# HOW TO COMPLETE THIS TASK
Rewrite the passage of the essay on starvation and poverty from "In this brief" to "to its solution.", putting "proposals" in place of "suggestions".

There is no more severe poverty than the poverty called starvation. It’s really quite simple; we eat or we die. There is plenty of food in the world today to feed all six-and-one-half billion of us and feed us well. But the fact is that today at least one billion and perhaps close to two billion of our fellow humans face each day a desperate insecurity, unsure of enough food to keep themselves and their family from starving. The poor of the world know what it means to have to pray for “our daily bread.”
What does all that have to do with Indonesia? Today in this country one half of your population is living in what the United Nations Food and Agricultural Organization calls “Absolute Poverty.” And that means that half of your fellow Indonesians are having to survive on $1 or less a day. And two years ago, in the first three months of 2008, the price of rice rose an astonishing and devastating 300 percent! Just think what that means for the truly poor who spend 60 percent or more of their financial resources on food! That sudden 300 percent increase in the price of rice forced many Indonesian families into drastic measures—such as saving money by taking the kids out of school in order to feed the family and not starve, or at least starve more slowly.
In this brief essay, I intend to examine this kind of poverty called starvation and ask and answer the question, why is this happening? Once I have named the problem, I will offer some suggestions as to its solution.

# INFORMATION GIVEN
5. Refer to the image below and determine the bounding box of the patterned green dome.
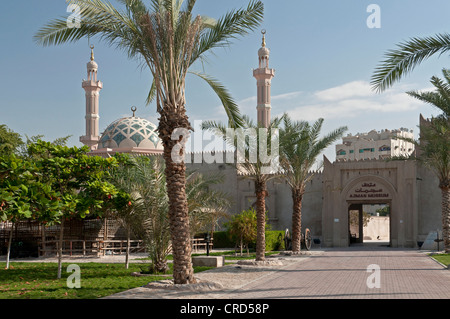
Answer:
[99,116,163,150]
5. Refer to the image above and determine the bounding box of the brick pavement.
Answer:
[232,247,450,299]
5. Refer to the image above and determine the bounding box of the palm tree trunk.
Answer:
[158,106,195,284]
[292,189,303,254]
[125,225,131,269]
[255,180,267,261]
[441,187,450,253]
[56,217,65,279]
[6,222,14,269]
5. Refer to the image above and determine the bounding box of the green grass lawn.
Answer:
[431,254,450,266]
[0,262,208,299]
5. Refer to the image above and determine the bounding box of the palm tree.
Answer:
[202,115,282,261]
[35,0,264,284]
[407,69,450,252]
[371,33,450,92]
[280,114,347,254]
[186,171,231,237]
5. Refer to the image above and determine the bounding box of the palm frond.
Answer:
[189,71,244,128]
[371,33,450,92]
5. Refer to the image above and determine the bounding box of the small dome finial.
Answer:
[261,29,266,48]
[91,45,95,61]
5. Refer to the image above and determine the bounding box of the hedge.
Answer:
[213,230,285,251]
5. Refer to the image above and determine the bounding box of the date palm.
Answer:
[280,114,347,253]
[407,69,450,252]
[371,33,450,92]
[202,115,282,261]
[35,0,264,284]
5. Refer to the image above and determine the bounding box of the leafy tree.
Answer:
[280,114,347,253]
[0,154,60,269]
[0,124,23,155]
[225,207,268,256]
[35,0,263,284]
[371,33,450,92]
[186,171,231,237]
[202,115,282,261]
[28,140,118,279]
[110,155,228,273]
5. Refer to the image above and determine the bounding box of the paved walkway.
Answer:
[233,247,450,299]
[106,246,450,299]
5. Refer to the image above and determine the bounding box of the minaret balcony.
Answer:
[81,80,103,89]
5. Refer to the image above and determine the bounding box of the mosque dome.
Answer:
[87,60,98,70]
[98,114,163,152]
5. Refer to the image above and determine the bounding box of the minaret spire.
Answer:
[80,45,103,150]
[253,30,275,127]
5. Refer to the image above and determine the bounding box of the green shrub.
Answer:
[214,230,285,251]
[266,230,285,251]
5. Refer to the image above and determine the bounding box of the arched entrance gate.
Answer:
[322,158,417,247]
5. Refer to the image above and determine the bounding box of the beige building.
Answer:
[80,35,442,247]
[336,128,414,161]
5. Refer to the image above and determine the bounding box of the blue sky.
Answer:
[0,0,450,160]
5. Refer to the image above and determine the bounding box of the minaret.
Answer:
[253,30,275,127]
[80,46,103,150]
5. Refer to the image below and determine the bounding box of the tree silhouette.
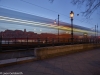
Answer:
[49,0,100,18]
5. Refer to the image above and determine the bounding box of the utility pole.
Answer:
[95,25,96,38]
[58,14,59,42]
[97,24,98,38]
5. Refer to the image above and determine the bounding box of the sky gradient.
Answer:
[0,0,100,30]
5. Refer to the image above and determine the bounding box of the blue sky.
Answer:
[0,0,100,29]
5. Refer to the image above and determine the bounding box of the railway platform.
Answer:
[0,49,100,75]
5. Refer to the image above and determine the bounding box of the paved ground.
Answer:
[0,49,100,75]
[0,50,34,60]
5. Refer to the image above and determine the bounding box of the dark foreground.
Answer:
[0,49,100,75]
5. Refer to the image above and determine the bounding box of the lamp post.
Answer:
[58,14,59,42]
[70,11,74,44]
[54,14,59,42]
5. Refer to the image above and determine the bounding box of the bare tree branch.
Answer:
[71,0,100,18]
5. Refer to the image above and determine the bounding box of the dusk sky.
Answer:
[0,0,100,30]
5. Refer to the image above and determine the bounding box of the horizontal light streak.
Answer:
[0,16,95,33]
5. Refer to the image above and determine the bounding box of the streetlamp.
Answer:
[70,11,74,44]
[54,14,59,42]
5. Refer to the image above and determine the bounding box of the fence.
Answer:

* * *

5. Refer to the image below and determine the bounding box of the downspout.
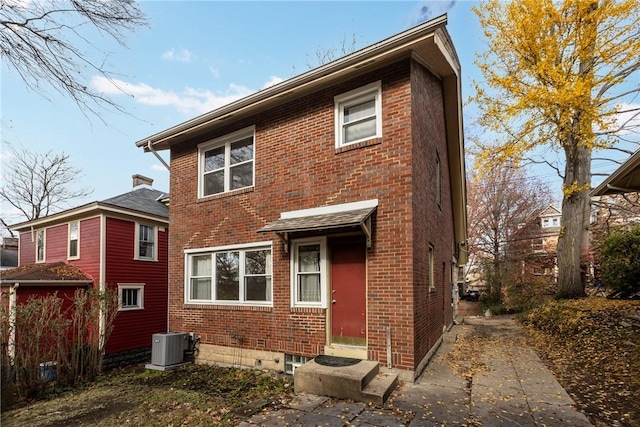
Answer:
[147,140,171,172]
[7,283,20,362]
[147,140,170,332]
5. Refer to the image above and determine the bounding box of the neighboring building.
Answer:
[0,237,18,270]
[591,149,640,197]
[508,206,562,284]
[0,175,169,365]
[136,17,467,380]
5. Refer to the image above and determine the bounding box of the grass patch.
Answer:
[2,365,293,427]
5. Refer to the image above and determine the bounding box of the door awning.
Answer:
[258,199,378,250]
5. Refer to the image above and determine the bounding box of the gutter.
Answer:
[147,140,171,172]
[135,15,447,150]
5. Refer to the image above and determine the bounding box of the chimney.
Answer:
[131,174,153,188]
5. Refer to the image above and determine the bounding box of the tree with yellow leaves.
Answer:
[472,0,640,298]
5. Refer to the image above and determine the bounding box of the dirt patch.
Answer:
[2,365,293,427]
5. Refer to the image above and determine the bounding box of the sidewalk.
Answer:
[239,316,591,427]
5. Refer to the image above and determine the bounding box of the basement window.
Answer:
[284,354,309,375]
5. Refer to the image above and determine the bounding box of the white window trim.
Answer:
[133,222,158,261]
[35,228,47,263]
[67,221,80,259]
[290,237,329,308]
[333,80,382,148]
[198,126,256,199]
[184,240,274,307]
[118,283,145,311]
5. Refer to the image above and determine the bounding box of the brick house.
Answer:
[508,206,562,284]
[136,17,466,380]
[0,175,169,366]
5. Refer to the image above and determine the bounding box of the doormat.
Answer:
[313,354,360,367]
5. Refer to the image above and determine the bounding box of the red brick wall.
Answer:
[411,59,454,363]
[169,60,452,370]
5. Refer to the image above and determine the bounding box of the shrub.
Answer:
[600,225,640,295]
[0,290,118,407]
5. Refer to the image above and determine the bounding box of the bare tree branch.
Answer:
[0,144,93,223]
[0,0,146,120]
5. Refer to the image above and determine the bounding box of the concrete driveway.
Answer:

# RESPONSE TO THE TASK
In this brief essay, I intend to examine this kind of poverty called starvation and ask and answer the question, why is this happening? Once I have named the problem, I will offer some proposals as to its solution.